▸ Material provided
^^^^

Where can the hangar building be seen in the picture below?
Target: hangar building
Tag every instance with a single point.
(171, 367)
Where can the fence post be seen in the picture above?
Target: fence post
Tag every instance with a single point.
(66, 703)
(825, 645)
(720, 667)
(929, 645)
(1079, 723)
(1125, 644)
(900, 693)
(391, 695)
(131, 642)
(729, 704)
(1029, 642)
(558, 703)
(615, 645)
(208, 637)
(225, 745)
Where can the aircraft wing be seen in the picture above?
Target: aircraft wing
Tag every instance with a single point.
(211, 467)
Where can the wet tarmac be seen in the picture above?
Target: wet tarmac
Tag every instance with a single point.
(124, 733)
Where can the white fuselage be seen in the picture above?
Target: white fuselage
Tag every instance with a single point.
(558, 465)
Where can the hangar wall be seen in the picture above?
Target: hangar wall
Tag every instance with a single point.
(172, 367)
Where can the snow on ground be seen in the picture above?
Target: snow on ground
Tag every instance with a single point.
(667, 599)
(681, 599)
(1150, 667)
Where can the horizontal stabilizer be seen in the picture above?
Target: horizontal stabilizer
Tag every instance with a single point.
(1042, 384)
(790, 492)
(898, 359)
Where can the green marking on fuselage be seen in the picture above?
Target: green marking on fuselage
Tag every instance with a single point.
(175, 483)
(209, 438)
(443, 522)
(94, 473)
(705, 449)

^^^^

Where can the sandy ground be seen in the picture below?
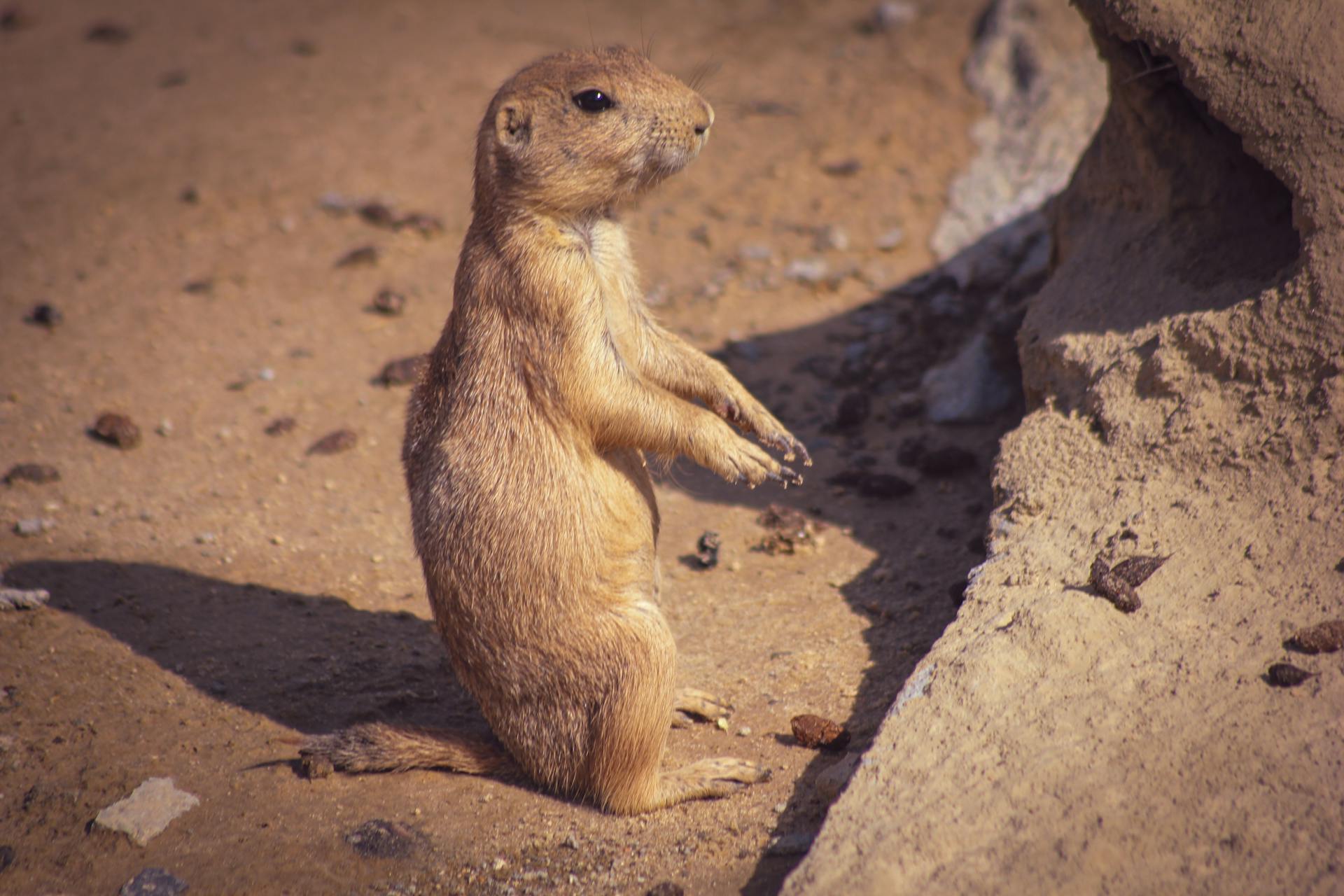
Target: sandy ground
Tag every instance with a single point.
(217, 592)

^^^^

Give only the number of lines in the data above that contain the string "hangar". Case must match exactly.

▸ Response below
4